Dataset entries
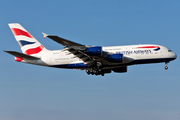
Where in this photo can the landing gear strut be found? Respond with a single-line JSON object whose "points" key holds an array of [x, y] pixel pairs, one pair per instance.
{"points": [[166, 67]]}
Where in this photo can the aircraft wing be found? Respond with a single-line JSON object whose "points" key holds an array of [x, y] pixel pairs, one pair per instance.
{"points": [[62, 41], [17, 54]]}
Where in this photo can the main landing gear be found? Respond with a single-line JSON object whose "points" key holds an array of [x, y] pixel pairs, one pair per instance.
{"points": [[94, 72], [166, 67]]}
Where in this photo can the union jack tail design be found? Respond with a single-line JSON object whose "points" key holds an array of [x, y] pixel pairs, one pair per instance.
{"points": [[29, 45]]}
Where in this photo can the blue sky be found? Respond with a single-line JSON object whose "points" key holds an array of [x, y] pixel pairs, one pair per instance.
{"points": [[29, 92]]}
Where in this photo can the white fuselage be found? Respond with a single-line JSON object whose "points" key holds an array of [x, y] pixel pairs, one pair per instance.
{"points": [[135, 54]]}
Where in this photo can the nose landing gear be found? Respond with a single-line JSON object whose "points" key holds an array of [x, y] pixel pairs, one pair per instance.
{"points": [[166, 67]]}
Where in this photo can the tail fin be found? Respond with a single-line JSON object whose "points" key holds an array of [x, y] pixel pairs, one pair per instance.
{"points": [[29, 45]]}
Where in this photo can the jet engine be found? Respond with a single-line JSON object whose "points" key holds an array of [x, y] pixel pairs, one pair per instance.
{"points": [[94, 51], [115, 58], [120, 70]]}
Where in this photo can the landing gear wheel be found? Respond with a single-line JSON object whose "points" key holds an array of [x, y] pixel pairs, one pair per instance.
{"points": [[166, 67]]}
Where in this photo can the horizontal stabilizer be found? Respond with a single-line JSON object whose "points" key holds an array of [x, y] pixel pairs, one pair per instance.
{"points": [[62, 41], [17, 54]]}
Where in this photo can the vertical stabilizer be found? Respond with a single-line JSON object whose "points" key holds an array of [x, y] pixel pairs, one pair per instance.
{"points": [[29, 45]]}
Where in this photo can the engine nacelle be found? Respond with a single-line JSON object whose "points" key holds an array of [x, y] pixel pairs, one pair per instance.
{"points": [[94, 51], [120, 70], [115, 58]]}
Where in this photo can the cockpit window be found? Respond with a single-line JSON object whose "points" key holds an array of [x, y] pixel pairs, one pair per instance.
{"points": [[169, 51]]}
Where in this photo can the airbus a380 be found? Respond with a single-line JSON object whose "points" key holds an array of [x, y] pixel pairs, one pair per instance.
{"points": [[96, 60]]}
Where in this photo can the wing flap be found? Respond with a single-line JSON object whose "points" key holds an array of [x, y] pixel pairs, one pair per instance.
{"points": [[62, 41], [17, 54]]}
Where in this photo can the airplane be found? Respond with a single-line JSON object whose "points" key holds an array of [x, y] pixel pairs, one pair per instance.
{"points": [[96, 60]]}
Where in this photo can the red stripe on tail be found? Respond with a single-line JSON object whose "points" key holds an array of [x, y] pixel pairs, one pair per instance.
{"points": [[34, 50], [17, 32], [149, 47]]}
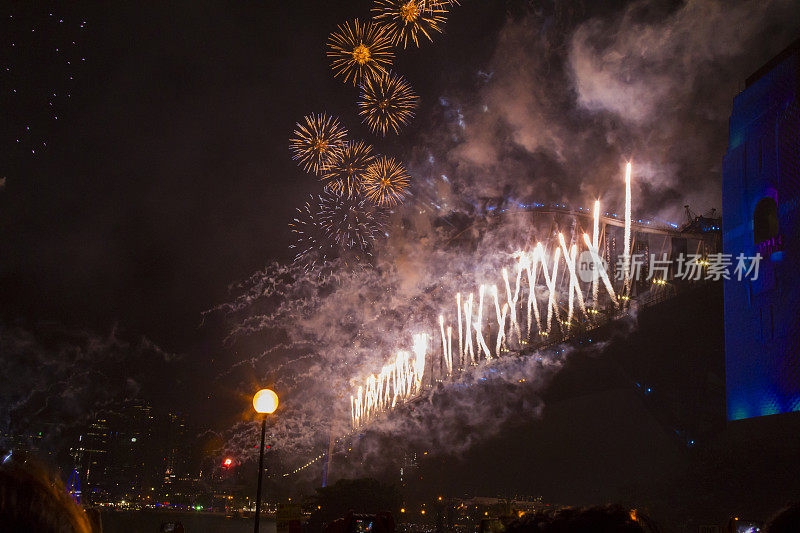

- PROMPT -
From the first line above to the last, copy the records exactly but omit the pictures.

- PROBLEM SOLUTION -
Where in this photo can the landing gear strut be found? Respond with a single-line JSON object whose "points" key holds an array of [x, y] pixel pairs, one pair per instance.
{"points": [[166, 67]]}
Where in this photo can the aircraft wing be found? Respond with a single-line JSON object whose "points" key holds an array of [x, y] pixel pairs, one pair per instance.
{"points": [[62, 41], [17, 54]]}
Where in this photo can the main landing gear be found? Respond with a single-line JSON object whose "points" key holds an array of [x, y] pixel pairs, one pair per instance.
{"points": [[94, 72], [166, 67]]}
Where in this photo can the union jack tail design be found? Respond with a single-line JSON object whose "points" key holds an array of [x, y] pixel pairs, one pair per instance.
{"points": [[29, 45]]}
Where in this photo can the blue sky be found? Respond with a single-line JSON object whose "points" key holds an array of [x, y] pixel pairs, one pair per instance.
{"points": [[29, 92]]}
Where in this photo can the white fuselage be found? Respond with a single-line JSON object whose "points" key holds an array of [x, y] pixel pairs, one pair per instance.
{"points": [[135, 54]]}
Where in this photo can the nose landing gear be found? Respond with a single-line JSON object whose "points" key holds an array of [x, y] pixel pairs, one pair per instance.
{"points": [[166, 67]]}
Where in this photo can the tail fin be found? Respond with a single-line JSON object whose "points" key holds an array of [x, y] pixel pairs, one pair per instance.
{"points": [[29, 45]]}
Where in this photo can the jet engine be found? Respond with a single-line JSON object whose "points" key holds an array of [x, y] pixel pairs, one pair per instance.
{"points": [[94, 51], [115, 58], [120, 70]]}
Where in this photo can the landing gear wheel be found? Respond with a single-line JSON object whose "points" key holds an array of [x, y] pixel pairs, one pair per instance.
{"points": [[166, 67]]}
Where in this photo can the horizontal stabilizer be found? Respond with a single-line JSON object whose "points" key holds an array of [x, y] pixel pairs, one pair per instance.
{"points": [[62, 41], [17, 54]]}
Where in this photo can the vertical stabilizer be found? Respond with a single-line JSON object whose "points" key holds an array of [x, y] pixel pairs, one pair per instance.
{"points": [[29, 45]]}
Where in this photo can the engine nacelle be found? Respond with a single-line JSON object whose "points" key holds an array of [x, y] pixel pairs, one pair per instance.
{"points": [[94, 51], [120, 70], [115, 58]]}
Where in this photo can the cockpit window be found? Respond with a single-line JSON object whose "points" key holds an array of [x, y] pixel pairs, one pair per instance.
{"points": [[169, 51]]}
Where in this photo can the airbus a380 be found? Respond with a single-line JSON object whose "points" key holds an array of [x, y] pixel pairs, one pair per instance.
{"points": [[96, 60]]}
Where in this photo can the wing flap be found? Respond with a single-line JSON object whose "points" key holds an array of [x, y] pixel pairs, one pair per instance.
{"points": [[62, 41], [17, 54]]}
Where in this photo can the airplane be found? Respond with a single-line JSON object whose "points" key holds an array of [x, y] pixel pairs, one pair per instance.
{"points": [[96, 60]]}
Where in this photo can the red stripe on tail be found? Respond with a single-line JSON object whose "points" key holds an array of [x, y] pixel pairs, one pair per instance.
{"points": [[34, 50], [17, 32], [149, 47]]}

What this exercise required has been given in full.